PROBLEM TO WORK ON: Quote the comments about Nancy Pelosi's Tesla stock purchase word for word, everything from "They are NOT." down to "insanity on us..".

DOCUMENT SECTION:

Segment Open

Nancy Pelosi bought $1.25 million in Tesla stock a week before Joe Biden signed an order “for all federal vehicles” to be electric.
Do you think that ANYONE in the Democrat Party is honorable or honest???………. NOT.
Definitely NOT the self-righteous, self-serving, Nazi, Nasty Nancy Pelosi who is the leader of the traitorous Congressional Democrat cabal.
It amazes me that some people actually believe that the traitorous Socialist Democrat Party is working for our citizen’s best interest and support their own demise.
They are NOT. The traitorous Socialist Democrat Party is working only for the Democrat Party’s elite best interest.
OF Course she bought stock in Telsa.. HELL i wouldn’t be shocked to see ALL the dems in office, doing the same, JUST AS THE GOVT pushes this insanity on us..

Segment Closed

Records from a dataset:
Segment Open

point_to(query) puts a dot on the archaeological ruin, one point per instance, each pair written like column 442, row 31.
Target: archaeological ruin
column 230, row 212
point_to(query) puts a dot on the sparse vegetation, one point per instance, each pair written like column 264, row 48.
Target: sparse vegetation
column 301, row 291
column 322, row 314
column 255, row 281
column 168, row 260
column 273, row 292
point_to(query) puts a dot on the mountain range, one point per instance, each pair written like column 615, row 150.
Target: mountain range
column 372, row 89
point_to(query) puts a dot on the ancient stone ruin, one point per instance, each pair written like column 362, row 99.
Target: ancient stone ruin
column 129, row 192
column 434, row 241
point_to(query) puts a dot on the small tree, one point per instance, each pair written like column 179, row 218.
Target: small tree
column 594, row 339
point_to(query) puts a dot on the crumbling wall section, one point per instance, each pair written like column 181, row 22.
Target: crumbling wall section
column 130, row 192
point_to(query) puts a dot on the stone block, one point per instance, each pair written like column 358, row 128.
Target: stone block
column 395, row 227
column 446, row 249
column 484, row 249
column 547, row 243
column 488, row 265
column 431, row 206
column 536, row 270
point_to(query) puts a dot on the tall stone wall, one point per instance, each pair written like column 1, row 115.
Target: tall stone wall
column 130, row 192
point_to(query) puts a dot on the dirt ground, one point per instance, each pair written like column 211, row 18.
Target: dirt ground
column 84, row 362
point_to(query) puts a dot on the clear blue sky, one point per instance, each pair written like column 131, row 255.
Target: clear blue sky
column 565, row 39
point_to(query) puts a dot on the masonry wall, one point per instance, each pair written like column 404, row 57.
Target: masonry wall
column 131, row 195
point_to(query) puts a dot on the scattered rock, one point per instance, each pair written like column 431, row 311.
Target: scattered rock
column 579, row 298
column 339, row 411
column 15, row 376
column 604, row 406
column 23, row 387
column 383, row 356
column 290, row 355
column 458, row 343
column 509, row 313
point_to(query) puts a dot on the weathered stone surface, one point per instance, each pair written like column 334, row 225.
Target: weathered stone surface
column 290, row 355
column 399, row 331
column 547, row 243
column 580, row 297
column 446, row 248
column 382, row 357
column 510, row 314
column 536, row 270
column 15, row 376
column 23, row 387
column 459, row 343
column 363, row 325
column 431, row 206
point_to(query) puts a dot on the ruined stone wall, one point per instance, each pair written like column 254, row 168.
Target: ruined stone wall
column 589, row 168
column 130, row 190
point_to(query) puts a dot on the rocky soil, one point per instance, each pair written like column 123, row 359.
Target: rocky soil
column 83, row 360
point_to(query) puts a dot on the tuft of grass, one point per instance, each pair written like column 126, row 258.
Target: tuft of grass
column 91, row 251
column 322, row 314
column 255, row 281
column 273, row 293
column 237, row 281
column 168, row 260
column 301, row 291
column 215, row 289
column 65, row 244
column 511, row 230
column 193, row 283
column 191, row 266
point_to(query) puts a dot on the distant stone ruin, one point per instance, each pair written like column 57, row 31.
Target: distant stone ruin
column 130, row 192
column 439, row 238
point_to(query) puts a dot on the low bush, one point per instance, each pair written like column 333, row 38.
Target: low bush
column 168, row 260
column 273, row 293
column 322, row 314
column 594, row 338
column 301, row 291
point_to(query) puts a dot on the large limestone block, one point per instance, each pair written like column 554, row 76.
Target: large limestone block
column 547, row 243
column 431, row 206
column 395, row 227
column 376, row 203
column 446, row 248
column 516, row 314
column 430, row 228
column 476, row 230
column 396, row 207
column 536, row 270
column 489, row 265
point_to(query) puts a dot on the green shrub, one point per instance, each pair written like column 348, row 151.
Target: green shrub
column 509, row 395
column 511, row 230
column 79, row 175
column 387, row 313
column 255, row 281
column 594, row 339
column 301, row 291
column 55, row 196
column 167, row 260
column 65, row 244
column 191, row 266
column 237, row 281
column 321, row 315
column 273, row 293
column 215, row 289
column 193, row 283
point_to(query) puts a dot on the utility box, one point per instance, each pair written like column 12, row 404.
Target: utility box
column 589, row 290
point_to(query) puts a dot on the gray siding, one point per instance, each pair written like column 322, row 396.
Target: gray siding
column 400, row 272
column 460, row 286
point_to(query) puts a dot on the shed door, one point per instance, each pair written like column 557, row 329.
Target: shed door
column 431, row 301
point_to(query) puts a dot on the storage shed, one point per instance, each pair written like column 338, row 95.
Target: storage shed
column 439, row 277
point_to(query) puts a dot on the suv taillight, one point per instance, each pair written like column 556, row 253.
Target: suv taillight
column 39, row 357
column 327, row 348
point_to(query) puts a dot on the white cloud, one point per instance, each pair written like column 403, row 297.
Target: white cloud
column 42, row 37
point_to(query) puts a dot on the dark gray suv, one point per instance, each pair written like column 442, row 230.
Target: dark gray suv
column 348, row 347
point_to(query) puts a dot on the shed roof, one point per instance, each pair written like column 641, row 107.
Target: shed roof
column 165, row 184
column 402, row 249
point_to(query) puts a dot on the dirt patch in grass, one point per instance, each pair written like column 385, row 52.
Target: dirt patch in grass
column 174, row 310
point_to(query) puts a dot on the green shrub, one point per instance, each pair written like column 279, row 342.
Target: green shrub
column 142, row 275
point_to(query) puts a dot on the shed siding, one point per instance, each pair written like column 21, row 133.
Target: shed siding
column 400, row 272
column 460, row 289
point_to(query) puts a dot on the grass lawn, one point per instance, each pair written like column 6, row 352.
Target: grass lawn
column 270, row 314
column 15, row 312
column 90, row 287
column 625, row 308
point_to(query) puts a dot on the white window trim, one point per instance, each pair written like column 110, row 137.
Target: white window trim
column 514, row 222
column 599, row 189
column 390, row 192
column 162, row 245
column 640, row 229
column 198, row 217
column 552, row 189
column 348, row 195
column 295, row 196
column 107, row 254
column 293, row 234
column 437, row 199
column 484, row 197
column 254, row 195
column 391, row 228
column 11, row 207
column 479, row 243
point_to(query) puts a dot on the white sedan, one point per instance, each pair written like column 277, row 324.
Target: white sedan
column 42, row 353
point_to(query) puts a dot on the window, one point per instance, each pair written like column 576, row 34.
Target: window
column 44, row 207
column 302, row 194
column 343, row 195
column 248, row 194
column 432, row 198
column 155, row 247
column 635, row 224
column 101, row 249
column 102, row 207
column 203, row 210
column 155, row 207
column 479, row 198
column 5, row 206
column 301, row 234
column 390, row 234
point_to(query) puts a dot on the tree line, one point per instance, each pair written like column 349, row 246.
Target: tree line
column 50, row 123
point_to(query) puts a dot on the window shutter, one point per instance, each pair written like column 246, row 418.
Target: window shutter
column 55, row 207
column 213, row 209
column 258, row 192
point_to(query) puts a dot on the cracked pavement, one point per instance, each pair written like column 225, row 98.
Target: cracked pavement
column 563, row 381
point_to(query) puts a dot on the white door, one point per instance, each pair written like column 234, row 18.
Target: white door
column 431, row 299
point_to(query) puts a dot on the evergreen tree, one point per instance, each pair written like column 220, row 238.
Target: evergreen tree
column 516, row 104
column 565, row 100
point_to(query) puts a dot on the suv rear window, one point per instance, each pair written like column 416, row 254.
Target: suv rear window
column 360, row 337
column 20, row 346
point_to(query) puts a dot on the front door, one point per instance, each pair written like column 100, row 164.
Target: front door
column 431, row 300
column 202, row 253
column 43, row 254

Segment Closed

ANSWER BELOW:
They are NOT. The traitorous Socialist Democrat Party is working only for the Democrat Party’s elite best interest.
OF Course she bought stock in Telsa.. HELL i wouldn’t be shocked to see ALL the dems in office, doing the same, JUST AS THE GOVT pushes this insanity on us..